◆ WHAT IS REQUIRED:
Put the part of the material below that opens with the line containing "out the bay" and closes with the line containing "[(359, 229)]" into a numbered list, both of those lines included and any blank lines left out.

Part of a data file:

---

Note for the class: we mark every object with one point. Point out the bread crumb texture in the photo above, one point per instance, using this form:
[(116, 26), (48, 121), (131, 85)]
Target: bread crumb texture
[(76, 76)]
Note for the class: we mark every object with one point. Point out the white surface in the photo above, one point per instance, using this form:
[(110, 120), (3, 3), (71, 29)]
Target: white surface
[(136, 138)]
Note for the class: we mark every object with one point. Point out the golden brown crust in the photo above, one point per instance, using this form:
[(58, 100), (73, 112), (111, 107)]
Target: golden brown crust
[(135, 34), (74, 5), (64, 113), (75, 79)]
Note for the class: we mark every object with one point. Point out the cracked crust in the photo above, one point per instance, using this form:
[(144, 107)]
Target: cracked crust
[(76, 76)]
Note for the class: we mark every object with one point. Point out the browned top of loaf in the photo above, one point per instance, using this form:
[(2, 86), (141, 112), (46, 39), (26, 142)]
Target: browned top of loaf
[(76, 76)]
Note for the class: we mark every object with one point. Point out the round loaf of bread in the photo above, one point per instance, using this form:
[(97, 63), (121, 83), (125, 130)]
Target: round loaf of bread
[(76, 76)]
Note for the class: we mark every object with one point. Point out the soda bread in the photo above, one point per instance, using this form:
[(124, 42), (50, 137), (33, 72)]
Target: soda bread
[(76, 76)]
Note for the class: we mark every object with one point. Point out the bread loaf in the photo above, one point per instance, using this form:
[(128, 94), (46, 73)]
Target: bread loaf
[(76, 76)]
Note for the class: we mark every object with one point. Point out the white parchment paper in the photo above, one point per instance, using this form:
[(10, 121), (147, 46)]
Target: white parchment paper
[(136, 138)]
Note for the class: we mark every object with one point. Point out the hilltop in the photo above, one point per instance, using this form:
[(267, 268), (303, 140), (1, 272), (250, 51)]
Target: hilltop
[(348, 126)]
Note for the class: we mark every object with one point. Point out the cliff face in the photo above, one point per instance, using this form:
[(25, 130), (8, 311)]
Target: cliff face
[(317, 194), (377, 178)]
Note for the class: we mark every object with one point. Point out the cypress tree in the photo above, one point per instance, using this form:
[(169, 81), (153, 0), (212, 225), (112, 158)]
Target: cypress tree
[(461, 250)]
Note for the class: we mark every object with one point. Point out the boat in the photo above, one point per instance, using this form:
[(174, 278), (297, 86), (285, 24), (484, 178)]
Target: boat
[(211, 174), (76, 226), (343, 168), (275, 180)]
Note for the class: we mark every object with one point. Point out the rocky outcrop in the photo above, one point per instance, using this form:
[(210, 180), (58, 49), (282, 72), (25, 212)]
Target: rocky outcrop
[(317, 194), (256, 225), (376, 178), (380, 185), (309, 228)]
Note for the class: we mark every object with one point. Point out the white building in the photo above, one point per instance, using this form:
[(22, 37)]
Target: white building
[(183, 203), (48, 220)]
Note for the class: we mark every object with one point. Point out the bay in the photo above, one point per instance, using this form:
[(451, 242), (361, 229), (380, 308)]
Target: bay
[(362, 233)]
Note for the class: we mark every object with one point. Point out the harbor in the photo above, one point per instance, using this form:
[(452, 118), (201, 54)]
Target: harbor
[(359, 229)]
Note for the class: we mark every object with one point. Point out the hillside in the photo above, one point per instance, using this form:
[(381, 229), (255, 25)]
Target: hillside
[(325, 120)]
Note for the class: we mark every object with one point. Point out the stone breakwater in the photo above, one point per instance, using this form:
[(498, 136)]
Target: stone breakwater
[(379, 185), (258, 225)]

---

◆ EXERCISE RESPONSE:
1. Note for the class: we mark every object with one point. Point out the bay in the photo above, one point per instance, using this form:
2. [(451, 242), (361, 229), (380, 308)]
3. Target: bay
4. [(362, 233)]
5. Note for the class: we mark every object with one point. Point out the harbor in the photo above, one point per instance, using this form:
6. [(452, 118), (201, 54)]
7. Target: harbor
8. [(359, 229)]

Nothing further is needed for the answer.